» **Set problem**
Quote every entry word for word.

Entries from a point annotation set
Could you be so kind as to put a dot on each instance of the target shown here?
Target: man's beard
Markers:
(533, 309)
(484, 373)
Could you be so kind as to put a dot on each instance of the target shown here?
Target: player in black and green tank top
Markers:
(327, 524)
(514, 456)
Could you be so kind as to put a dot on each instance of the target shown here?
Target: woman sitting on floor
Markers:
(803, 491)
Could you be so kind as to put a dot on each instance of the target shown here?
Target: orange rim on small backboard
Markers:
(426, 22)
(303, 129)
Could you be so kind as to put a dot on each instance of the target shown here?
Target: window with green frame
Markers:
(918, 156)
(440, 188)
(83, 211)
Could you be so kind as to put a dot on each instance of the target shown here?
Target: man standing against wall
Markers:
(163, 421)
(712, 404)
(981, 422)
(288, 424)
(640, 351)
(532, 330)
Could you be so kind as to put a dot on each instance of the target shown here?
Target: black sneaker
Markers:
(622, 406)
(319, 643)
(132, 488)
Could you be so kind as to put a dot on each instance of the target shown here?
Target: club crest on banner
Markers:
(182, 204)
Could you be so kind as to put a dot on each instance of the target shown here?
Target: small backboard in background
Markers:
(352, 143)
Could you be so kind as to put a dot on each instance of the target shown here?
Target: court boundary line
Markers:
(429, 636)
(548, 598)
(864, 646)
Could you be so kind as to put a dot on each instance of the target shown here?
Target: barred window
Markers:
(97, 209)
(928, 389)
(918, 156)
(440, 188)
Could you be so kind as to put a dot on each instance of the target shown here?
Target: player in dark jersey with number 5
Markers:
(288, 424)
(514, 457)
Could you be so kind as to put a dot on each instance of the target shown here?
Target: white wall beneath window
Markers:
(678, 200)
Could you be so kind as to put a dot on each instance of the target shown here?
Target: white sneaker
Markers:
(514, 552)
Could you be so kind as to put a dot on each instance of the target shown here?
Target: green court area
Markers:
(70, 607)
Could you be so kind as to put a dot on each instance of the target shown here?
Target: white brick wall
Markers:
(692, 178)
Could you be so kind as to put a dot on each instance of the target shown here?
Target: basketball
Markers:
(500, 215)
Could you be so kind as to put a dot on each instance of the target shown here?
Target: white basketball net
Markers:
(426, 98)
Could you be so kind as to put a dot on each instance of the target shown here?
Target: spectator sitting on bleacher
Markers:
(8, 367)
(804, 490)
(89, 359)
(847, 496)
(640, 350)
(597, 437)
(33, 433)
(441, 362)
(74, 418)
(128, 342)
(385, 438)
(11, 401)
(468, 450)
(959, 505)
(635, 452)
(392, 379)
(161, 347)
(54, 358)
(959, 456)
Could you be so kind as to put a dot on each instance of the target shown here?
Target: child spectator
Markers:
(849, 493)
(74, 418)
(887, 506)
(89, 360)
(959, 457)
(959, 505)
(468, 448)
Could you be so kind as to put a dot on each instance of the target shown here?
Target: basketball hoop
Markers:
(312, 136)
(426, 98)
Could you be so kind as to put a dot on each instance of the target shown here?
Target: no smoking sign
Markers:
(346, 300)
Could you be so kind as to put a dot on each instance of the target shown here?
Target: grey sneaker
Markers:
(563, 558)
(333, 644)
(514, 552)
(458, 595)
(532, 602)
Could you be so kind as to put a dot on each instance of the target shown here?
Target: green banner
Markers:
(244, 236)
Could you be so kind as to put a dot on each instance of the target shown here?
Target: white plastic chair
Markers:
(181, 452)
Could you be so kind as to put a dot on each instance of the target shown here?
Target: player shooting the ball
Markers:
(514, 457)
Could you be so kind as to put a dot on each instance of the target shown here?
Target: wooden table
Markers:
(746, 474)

» **Finished exercise**
Could you be so kind as to put a dot on each instance of the target shown here?
Target: man's beard
Markers:
(533, 309)
(484, 373)
Could you be so kind as to put a dot on each instance of the target shown here?
Target: player in black and green tank top
Markers:
(327, 524)
(514, 456)
Could you be so kind as to put a dot on each instance of the target shown here?
Target: woman sitting on floor
Markers:
(803, 491)
Could you be so kind as to put a dot on each instance of the target shown here?
Target: orange rim on small backboard
Markers:
(426, 22)
(303, 129)
Could you be so kind as to put a dot on each instance of the target shown here?
Target: window with green frame
Markers:
(918, 156)
(440, 188)
(83, 211)
Could you be so kind as to put a dot on each instance of the target shown here?
Target: man standing against wall
Markers:
(163, 421)
(712, 404)
(981, 422)
(288, 424)
(640, 351)
(532, 330)
Could you be so kind as to put a dot on each instance of the target shown here?
Target: black sneaker
Markers:
(622, 406)
(319, 643)
(132, 488)
Could you be so kind as to put a dot on each instance of the target shown here?
Target: club crest on banner
Markers:
(182, 204)
Could you be so kind as to put a dot on each instance of the target shown here?
Target: small backboard in background
Markers:
(352, 143)
Could you be so kind as to put a dot on each instance of the target shown here?
Target: court boundary line
Markers:
(429, 636)
(548, 598)
(864, 646)
Could you be so kind as to put a dot on each instance of the target shown here?
Target: barred window
Markers:
(97, 209)
(928, 389)
(918, 156)
(440, 188)
Could you be so kind as to put a dot on each instance of the target shown here?
Target: player in dark jersey with number 5
Markers:
(288, 424)
(514, 457)
Could you be so kind as to put a dot on each instance of the target shown here?
Target: white wall beneath window
Markers:
(678, 200)
Could you be so kind as to put a dot on each instance of the target shown here?
Target: white sneaker
Markers:
(514, 552)
Could you be so kind as to put a dot on each instance of the target shown here?
Target: green court area
Markers:
(70, 607)
Could you be so kind as to put a dot on each instance of the target shown here?
Target: white brick wall
Markers:
(692, 178)
Could you be so kind as to put a dot on each instance of the target shown here?
Target: basketball
Markers:
(500, 215)
Could you be so kind as to put a dot on each instance of the target shown here?
Target: white basketball net
Markers:
(426, 98)
Could you be so kind as to put a dot on each instance of the target shown here?
Target: spectator sitting on bleacher
Markers:
(8, 367)
(804, 490)
(89, 359)
(847, 496)
(640, 350)
(597, 437)
(33, 433)
(441, 362)
(74, 418)
(128, 342)
(385, 438)
(11, 401)
(468, 450)
(959, 505)
(635, 452)
(392, 379)
(161, 347)
(54, 358)
(959, 456)
Could you be so kind as to put a dot on each instance of the target shown here?
Target: child spectator
Markers:
(849, 493)
(74, 418)
(887, 506)
(89, 360)
(959, 457)
(959, 505)
(468, 448)
Could you be so kind as to put a dot on each instance of the target shown here?
Target: basketball hoop
Markers:
(312, 136)
(426, 98)
Could you be so kind as to put a dot on each instance of the target shown here?
Target: no smoking sign
Markers:
(346, 300)
Could you be so kind as to put a dot on each instance of the target shown here?
Target: grey sneaker
Markers:
(563, 558)
(333, 644)
(514, 552)
(458, 595)
(532, 602)
Could you be so kind as to put a dot on each instance of the target shown here?
Target: green banner
Markers:
(244, 236)
Could you be so kind as to put a dot on each instance of the target shown here?
Target: white plastic chair
Markers:
(181, 452)
Could you be so kind as to put a dot on each instance of the target shown here?
Target: player shooting the ball
Markers:
(514, 457)
Could you be so kind as to put a dot on each instance of the target shown here?
Target: wooden table
Markers:
(746, 474)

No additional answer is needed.